*Set exercise 1*. Count the lines in the listing below that contain the string "banner", and state only that number.

*Page excerpt*.
--------------------------------
# Need Ideas.. Going from Bass Boat to Jon Boat



## 68rs327 (Jul 2, 2016)

I just bought a old Skeeter Aluminum Bass Boat, that I am wanting to turn into a "Jon" type boat. The boat is All aluminum, even the floors is why I chose this boat, plus it was really cheap. I am debating on either keeping the console, or taking it out and using a tiller steer motor I have. I definitely want to keep the front casting deck and live well, but am thinking everything else goes. The boat is not pretty, but has potential. Have any of you ever done a bass boat to jon boat? I know this is going the opposite of what you usually see people doing.


----------



## Johnny (Jul 2, 2016)

welcome aboard !!
it is refreshing to see new members post photos
with their questions !!!

are you talking about the open concept for your boat?
what will be your main use? fishing, hunting, pleasure, etc.

Personally, I think the front part would be hard to hold a
firm footing so I would deck out the bow and install a 
dashboard steering system and do the back part as to your usage.
bench seats, flat floor, no seats, yada yada yada


----------



## 68rs327 (Jul 2, 2016)

I will use the boat on small lakes that don't allow outboards, river fishing and duck hunting (all around boat).
I have a tiller steer 15 hp I can use, is why I was thinking about doing away with the steering? I wanted to keep the front deck for fishing and want to keep the live well. I am undecided on the layout. I want to basically strip out all the sides down to the hull and have a open concept boat? I would like to use anti-skid paint on the floors and walls and camo the outside. It's a well built boat, and never came across a boat like this that had aluminum floors. It's a Skeeter, not sure of the model number, can't find a tag, I know it's a 1980 year model.


----------



## gillhunter (Jul 2, 2016)

If you need to pull the motor off for fishing, tiller is the way to go. I have the same issue when I fish on total electric lakes.


----------



## 68rs327 (Jul 2, 2016)

gillhunter said:


> If you need to pull the motor off for fishing, tiller is the way to go. I have the same issue when I fish on total electric lakes.



That's my issue. Two small lakes I fish won't even let you have a gas motor on the boat. That's why I was looking at a tiller steer.
--------------------------------
*Records*.
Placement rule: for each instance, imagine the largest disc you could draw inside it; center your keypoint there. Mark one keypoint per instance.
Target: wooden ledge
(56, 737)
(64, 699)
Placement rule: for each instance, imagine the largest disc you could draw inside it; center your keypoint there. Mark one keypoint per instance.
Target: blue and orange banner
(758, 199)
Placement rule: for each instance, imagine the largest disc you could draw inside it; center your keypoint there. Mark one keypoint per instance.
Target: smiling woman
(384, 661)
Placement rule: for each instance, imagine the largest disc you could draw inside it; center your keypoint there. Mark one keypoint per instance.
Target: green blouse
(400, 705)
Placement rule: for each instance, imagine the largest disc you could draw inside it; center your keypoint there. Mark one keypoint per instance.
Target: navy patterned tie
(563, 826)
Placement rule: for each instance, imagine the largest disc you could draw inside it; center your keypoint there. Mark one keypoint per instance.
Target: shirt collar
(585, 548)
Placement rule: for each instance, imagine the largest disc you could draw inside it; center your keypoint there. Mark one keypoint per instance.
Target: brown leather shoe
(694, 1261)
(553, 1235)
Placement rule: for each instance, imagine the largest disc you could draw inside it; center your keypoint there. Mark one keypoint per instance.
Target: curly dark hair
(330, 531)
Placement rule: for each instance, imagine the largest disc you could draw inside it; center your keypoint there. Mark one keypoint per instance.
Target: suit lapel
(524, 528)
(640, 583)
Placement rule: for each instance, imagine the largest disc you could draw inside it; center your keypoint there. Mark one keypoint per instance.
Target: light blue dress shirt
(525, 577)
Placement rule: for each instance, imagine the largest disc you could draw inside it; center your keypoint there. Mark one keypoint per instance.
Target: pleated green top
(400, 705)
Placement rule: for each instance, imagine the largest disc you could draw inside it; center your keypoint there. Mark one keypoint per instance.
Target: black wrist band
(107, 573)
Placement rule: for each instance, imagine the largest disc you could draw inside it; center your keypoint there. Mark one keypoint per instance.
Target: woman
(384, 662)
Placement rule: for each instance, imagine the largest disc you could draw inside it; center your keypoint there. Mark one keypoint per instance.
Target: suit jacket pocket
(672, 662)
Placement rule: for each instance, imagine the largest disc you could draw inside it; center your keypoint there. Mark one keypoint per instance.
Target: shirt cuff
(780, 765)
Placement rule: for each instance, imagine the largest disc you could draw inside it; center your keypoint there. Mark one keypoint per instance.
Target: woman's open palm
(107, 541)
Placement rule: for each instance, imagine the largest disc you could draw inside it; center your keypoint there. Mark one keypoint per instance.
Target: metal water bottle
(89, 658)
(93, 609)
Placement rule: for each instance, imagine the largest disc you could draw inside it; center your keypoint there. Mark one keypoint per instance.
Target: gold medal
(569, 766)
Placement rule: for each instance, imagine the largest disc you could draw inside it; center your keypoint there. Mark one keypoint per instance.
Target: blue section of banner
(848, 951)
--------------------------------
*Set exercise 2*. Continue the forum thread above about converting an aluminum bass boat into a jon boat, starting after its last post.

*Exercise output 1*. 2

*Exercise output 2*.
I am looking at a open boat concept. It's basically made like a big Jon boat, I don't think it will be to difficult to strip the interior. I want to leave the front deck and live well, but demo the rest. I wish I had a better idea how the side pieces are installed and if the floor runs the length of the boat and under the side pieces. I have Googled the heck out of this boat and can't find a 1980's Aluminum Skeeter like it. 
I can't find a Coast Guard plate on it anywhere? It has the serial number tag on the back and that's it.


----------



## 68rs327 (Jul 2, 2016)

Just found some info., G3 made the Skeeter aluminum boats and they pretty much look the same as my boats hull. 
I am going for a look like this G3.


----------



## gillhunter (Jul 2, 2016)

You are probably going to have to strip the carpet to find out how the boat interior is constructed. Does it have a 20" transom? If so you'll need a long shaft motor.


----------



## 68rs327 (Jul 3, 2016)

Update:
I got all the inside gutted, not bad about 3 hours. 
I am leaving the front deck, the live well and I am thinking about leaving the rear deck. The boat is built really well. The aluminum is really thick and the braces are huge compared to what I am use to. One thing I didn't understand is why the boat maker didn't rivet the top part of the braces to the boat? I am going to rivet these for added support. I was going to rhino line or use a anti-slip paint, but with all the glue... I will probably use carpet. Any ideas on how to remove old glue, some is still sticky. It's a big job, but I really like the boat. I am still debating on the rear deck and what to do. I mainly will use this boat on small lakes that don't allow gas motors. So, I will be using a trolling motor on the front and one on the rear. I was going to mount a seat and use a tiller steer trolling motor, but the back deck is 42" long and would be to long to reach. I was thinking about mounting a pedestal seat and have another foot control trolling motor on the rear,, but I am undecided. 
Thank you for all the help... Any ideas or tricks of the trade, please let me know.


----------



## overboard (Jul 4, 2016)

They make an extension handle that fits on to a tiller handle, might be an option for a rear trolling motor.


----------



## 68rs327 (Jul 4, 2016)

Thanks! I'll check it out.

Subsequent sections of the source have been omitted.